BRIEF:
Find each line in the items below that contains the string "window" and copy every such line in full.

★ ★ ★ ★ ★

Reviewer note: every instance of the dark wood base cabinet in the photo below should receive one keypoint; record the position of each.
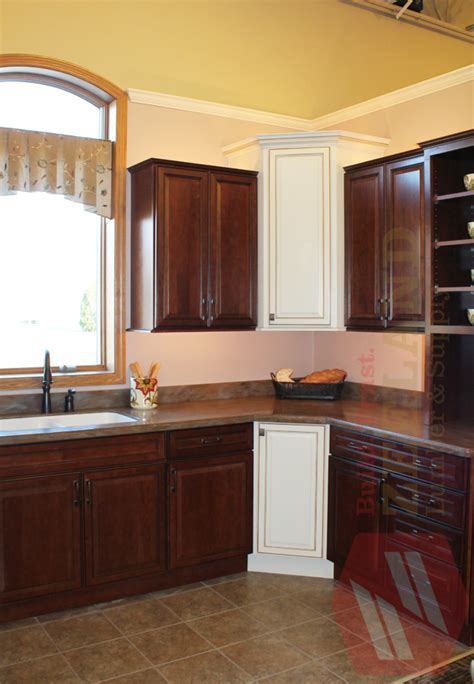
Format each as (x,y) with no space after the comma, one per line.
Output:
(409,503)
(92,520)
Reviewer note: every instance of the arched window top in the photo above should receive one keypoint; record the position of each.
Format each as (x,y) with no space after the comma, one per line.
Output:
(64,101)
(45,107)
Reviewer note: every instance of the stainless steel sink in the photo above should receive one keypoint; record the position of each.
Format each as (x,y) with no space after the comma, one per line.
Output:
(62,422)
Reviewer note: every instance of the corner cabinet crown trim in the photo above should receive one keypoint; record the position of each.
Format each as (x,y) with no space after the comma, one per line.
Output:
(301,223)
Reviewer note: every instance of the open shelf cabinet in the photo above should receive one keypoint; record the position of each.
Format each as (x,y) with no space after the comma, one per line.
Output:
(449,367)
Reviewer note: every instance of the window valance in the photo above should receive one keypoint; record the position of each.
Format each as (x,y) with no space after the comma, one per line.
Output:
(78,168)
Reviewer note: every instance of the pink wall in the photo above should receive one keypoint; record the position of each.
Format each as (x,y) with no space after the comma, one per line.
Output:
(389,359)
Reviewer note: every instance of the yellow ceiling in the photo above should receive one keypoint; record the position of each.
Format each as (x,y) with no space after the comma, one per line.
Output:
(301,57)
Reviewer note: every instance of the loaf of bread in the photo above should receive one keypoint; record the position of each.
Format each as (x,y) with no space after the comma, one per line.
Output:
(332,375)
(284,375)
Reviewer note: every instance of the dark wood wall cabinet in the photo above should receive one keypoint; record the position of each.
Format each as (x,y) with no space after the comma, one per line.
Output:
(406,500)
(85,521)
(384,205)
(193,247)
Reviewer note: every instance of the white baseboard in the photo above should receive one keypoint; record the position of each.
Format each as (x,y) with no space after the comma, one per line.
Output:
(290,565)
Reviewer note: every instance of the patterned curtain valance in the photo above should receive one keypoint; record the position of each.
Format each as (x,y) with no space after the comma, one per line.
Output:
(78,168)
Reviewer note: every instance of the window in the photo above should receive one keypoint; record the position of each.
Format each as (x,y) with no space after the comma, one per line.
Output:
(60,265)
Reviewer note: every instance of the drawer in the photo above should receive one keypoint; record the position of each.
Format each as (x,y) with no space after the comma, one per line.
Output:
(419,498)
(427,537)
(212,440)
(431,466)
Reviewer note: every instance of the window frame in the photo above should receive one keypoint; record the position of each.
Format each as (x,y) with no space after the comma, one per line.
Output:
(113,102)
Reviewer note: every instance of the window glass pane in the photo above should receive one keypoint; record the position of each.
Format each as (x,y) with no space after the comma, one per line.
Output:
(49,281)
(36,107)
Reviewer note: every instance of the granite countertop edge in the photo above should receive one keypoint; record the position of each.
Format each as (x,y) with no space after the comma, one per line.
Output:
(381,421)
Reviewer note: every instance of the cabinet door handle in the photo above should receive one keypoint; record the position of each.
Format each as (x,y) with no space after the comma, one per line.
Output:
(358,447)
(89,492)
(381,489)
(380,301)
(77,493)
(211,440)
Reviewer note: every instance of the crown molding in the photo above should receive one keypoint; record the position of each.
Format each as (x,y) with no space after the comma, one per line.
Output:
(375,104)
(189,104)
(427,87)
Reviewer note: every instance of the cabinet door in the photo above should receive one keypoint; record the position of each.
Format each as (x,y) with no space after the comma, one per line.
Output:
(292,490)
(125,523)
(364,216)
(210,509)
(40,536)
(354,508)
(404,242)
(183,248)
(299,237)
(233,225)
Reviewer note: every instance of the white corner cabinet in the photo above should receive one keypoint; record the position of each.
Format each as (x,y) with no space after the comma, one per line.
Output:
(301,222)
(290,499)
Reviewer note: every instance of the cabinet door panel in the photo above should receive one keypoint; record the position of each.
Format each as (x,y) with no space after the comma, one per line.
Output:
(404,241)
(210,509)
(292,491)
(354,509)
(299,237)
(364,256)
(40,536)
(183,248)
(233,286)
(125,523)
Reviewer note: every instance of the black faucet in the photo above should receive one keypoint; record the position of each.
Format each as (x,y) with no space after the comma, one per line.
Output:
(69,401)
(46,384)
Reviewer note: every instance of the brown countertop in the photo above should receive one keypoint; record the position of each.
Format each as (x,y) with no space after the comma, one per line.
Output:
(383,420)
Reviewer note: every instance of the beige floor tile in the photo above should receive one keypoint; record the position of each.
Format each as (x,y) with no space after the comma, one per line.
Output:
(139,617)
(293,583)
(18,624)
(62,614)
(198,603)
(313,673)
(248,590)
(426,647)
(320,637)
(281,612)
(208,668)
(227,628)
(51,670)
(24,644)
(327,598)
(150,676)
(226,578)
(364,664)
(79,631)
(264,656)
(107,660)
(354,621)
(170,643)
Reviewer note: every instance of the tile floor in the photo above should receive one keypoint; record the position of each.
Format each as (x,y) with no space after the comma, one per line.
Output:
(244,628)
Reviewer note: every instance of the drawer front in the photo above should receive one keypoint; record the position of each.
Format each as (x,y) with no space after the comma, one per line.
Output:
(418,498)
(427,537)
(435,467)
(213,440)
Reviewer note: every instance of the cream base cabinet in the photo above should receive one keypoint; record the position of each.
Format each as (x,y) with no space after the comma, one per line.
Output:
(291,499)
(301,223)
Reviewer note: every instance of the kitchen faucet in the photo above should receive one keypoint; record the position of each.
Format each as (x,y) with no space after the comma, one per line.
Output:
(46,384)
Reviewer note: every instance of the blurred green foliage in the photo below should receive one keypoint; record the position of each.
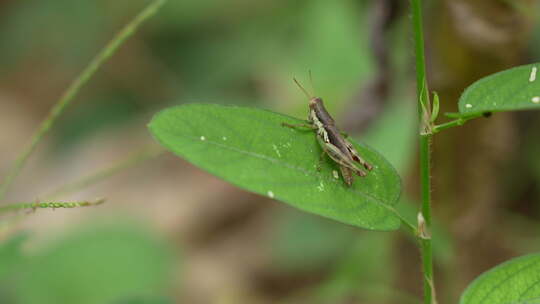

★ ★ ★ ★ ★

WRITTEN RESPONSE:
Reviewer note: every instance of the arched window top in the photo above should receive one keypoint; record the position of each.
Reviewer note: every instance of the window valance in the photo above should receive one keypoint; record the position of each.
Reviewer note: every instance of the window in the photo above should receive one keypoint; record the position of each.
Reviewer note: every instance of the window frame in the photo above should receive one keypoint; record the position of each.
Reviewer note: every instance of the window glass pane in the photo above should receive one keypoint; record the position of each.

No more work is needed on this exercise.